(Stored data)
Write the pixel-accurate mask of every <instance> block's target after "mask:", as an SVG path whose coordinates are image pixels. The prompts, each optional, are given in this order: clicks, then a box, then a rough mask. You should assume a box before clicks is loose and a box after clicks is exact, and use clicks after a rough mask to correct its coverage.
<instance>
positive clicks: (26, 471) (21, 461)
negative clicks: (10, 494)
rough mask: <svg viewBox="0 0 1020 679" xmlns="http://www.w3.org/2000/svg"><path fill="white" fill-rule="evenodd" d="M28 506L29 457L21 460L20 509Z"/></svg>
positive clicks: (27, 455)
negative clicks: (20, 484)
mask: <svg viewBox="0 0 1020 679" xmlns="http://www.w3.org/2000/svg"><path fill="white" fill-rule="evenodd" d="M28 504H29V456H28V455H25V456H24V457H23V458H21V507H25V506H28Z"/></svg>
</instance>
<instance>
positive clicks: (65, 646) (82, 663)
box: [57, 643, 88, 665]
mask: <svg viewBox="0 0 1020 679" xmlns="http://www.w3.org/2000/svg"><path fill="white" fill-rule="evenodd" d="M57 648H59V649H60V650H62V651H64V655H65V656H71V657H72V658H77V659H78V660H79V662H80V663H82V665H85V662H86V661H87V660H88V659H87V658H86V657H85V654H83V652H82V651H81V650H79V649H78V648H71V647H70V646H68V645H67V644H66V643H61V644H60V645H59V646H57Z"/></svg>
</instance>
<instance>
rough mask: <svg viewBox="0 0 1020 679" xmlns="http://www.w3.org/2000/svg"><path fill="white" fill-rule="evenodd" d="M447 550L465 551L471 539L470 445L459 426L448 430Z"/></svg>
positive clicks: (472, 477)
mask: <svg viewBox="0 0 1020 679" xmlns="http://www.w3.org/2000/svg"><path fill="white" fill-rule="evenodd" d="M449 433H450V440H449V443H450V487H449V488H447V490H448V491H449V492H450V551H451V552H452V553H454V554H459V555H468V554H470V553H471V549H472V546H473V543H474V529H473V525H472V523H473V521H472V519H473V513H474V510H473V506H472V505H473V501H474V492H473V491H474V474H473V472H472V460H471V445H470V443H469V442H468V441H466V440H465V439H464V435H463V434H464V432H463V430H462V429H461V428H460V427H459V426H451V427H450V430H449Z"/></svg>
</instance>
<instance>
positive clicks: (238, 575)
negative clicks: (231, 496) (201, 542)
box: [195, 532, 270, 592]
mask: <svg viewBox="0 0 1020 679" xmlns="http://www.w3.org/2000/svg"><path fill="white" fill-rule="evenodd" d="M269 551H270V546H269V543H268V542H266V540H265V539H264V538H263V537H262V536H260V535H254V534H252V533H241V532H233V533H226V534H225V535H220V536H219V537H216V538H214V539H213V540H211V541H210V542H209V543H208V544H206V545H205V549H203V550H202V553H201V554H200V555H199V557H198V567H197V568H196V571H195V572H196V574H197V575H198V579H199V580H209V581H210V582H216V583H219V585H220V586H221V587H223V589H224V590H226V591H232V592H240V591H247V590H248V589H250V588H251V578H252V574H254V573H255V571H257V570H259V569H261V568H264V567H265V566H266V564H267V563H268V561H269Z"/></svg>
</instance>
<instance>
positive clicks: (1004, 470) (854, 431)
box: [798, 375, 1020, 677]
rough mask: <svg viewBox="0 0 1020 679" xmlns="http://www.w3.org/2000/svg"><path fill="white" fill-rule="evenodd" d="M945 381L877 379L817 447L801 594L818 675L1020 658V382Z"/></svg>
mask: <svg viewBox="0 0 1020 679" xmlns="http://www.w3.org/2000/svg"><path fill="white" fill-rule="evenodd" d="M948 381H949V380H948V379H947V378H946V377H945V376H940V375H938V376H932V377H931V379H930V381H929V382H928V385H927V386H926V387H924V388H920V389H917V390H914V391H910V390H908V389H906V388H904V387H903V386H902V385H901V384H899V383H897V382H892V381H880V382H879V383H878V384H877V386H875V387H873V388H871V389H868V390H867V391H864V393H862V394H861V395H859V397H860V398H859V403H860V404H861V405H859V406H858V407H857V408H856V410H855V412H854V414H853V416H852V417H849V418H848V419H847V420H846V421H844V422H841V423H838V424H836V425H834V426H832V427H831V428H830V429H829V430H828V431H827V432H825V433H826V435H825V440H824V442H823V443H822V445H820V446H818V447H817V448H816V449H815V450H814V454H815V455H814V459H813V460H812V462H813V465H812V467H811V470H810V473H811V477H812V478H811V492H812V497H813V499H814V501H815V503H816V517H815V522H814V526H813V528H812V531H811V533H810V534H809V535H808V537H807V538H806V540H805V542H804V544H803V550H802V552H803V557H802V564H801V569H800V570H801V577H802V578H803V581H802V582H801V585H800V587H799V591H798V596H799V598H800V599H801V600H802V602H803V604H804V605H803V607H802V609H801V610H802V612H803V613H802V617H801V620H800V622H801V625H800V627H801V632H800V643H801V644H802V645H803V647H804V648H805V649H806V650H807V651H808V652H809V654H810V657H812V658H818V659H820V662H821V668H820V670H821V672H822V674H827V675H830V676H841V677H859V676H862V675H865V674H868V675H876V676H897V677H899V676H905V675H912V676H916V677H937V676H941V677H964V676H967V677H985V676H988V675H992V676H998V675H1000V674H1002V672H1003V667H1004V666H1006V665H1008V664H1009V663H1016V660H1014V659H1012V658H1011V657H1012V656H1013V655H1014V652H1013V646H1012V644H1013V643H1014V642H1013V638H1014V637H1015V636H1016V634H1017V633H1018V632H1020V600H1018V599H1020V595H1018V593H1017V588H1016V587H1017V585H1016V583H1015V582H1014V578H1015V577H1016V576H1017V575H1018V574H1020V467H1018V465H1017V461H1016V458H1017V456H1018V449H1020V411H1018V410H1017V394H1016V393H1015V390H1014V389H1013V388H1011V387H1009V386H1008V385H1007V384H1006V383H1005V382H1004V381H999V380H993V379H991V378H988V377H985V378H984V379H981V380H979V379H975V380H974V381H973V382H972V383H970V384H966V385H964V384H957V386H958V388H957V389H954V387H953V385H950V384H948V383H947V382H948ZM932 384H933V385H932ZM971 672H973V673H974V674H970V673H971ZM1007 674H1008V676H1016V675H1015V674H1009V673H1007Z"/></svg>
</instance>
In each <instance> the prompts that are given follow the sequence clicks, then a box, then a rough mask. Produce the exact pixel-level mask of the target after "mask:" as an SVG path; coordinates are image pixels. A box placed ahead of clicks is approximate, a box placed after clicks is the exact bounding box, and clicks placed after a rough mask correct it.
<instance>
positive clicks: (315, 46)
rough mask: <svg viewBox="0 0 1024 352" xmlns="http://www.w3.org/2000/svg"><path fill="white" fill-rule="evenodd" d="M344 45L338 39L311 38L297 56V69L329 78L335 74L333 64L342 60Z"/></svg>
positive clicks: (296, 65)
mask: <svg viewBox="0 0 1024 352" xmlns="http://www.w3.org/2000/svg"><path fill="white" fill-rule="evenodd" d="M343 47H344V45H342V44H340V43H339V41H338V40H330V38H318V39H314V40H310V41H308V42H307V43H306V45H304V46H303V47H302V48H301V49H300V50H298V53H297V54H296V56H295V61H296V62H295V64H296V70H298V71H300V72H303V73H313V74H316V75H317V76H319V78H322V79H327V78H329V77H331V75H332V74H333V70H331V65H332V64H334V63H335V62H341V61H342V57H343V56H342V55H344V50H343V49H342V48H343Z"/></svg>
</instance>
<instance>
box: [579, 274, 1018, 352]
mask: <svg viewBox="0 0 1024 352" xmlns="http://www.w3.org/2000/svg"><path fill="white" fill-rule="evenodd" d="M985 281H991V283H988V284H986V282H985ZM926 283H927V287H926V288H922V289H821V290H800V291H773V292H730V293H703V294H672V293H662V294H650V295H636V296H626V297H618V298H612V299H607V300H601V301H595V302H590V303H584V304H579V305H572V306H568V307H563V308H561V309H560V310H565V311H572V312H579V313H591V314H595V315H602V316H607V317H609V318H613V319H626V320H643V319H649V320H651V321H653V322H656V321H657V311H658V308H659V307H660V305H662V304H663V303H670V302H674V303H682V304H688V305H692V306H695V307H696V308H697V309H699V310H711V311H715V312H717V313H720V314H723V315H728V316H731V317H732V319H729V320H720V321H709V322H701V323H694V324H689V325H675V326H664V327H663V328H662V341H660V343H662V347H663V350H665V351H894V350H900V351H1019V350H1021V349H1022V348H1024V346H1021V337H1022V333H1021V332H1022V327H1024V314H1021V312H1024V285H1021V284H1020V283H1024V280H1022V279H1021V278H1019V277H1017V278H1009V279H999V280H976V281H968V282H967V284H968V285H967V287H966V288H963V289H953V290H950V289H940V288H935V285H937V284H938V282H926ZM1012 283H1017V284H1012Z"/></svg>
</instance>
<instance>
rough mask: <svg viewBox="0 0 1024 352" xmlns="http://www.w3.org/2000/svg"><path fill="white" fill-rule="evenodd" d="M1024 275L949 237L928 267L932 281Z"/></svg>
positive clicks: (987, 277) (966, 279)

* _How to complete this task_: Exactly the lines from the start of the entries through the one bearing "positive clicks: (26, 471) (21, 461)" are to be output, with both ends included.

* _Answer to this task_:
Write the pixel-accurate mask of every <instance> block's target after "mask:", as an SVG path whose coordinates are image pixels. The prompts, each optional, are given in this order: clicks, then a box, then a rough mask. You should assume a box before clicks is loose and a box after clicks is exact, and use clicks after a rough mask to correct its coverage.
<instance>
positive clicks: (26, 471) (21, 461)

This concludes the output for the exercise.